_About this exercise_. Take from the records below each line that holds "products".

*** Block opens ***

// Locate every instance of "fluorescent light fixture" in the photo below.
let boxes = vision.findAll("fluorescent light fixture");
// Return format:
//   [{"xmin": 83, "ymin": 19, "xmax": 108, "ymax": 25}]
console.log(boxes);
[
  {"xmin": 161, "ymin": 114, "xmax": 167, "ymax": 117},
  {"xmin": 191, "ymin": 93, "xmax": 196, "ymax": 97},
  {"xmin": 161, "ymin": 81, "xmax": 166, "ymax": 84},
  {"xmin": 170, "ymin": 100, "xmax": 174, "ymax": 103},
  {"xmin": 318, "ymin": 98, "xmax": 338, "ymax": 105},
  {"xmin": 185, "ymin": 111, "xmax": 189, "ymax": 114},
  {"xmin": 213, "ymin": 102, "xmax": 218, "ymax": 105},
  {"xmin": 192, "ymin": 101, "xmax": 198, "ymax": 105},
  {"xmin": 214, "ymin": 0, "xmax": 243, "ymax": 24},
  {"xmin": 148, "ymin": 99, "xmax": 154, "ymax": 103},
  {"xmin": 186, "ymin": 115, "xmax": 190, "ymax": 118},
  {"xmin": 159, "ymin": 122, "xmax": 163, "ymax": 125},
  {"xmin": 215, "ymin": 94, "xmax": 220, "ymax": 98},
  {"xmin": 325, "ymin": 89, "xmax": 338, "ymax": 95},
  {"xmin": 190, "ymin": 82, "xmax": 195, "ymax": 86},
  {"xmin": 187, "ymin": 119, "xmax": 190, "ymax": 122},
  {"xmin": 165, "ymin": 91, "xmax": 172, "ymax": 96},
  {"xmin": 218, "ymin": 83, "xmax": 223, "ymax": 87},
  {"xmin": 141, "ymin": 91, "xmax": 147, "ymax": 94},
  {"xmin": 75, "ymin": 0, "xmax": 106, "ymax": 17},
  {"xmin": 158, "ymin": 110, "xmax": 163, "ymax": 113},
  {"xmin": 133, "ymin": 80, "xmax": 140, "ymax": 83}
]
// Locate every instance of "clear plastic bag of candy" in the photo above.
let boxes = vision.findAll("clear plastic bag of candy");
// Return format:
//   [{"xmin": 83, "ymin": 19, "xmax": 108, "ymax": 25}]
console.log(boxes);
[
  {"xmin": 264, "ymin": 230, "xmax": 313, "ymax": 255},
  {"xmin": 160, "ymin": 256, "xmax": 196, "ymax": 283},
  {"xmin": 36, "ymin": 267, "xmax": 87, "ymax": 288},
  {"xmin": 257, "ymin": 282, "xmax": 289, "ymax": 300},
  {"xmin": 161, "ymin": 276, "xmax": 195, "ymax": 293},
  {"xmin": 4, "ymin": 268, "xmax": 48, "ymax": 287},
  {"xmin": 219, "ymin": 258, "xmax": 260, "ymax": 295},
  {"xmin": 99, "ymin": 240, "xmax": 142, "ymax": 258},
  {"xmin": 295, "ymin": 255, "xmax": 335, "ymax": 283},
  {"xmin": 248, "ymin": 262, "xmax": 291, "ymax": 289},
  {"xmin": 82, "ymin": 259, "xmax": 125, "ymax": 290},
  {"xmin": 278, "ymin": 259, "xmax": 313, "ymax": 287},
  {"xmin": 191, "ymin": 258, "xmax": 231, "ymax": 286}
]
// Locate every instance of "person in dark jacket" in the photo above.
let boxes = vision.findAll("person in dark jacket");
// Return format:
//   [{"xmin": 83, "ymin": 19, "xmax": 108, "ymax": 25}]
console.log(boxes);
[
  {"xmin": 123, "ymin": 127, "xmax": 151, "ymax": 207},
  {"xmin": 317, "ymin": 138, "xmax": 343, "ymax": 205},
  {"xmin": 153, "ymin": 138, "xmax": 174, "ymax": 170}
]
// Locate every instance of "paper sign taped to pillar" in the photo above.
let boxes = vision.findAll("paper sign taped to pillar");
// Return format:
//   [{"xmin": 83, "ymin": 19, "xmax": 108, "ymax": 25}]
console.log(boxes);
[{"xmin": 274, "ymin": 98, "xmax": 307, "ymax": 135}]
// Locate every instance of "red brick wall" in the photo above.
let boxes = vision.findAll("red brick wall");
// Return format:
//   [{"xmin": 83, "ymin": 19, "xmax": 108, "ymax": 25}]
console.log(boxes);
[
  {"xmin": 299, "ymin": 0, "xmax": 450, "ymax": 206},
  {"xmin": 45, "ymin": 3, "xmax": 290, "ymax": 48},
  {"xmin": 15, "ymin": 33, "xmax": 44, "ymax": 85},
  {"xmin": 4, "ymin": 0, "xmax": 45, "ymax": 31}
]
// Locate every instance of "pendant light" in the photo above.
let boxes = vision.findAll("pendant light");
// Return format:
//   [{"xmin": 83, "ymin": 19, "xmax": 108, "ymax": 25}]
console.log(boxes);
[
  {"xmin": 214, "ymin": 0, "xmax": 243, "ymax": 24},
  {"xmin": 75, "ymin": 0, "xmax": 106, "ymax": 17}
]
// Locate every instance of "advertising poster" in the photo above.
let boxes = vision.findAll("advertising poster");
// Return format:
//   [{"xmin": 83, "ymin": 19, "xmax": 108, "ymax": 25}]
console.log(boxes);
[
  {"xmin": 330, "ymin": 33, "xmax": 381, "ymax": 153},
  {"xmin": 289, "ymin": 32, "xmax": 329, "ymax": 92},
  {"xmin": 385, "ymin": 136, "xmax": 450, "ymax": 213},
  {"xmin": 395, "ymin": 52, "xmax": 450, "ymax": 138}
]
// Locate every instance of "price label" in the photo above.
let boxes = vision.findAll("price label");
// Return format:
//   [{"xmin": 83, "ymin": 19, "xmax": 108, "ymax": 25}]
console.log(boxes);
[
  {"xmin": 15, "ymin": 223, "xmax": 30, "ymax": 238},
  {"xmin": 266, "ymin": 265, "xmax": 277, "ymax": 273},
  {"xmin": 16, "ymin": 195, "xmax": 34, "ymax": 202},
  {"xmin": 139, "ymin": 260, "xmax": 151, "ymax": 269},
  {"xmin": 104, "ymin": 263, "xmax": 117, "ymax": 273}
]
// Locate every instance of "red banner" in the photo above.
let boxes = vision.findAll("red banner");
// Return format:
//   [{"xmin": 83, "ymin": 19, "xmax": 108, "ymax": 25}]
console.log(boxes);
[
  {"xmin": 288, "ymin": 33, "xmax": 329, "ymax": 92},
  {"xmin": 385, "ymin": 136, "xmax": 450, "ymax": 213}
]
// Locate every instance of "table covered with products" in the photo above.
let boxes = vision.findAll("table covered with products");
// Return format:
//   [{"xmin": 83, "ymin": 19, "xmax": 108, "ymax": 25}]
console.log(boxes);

*** Block closes ***

_Expected answer_.
// Locate every instance of "table covered with products" in the photo above.
let boxes = vision.findAll("table covered with products");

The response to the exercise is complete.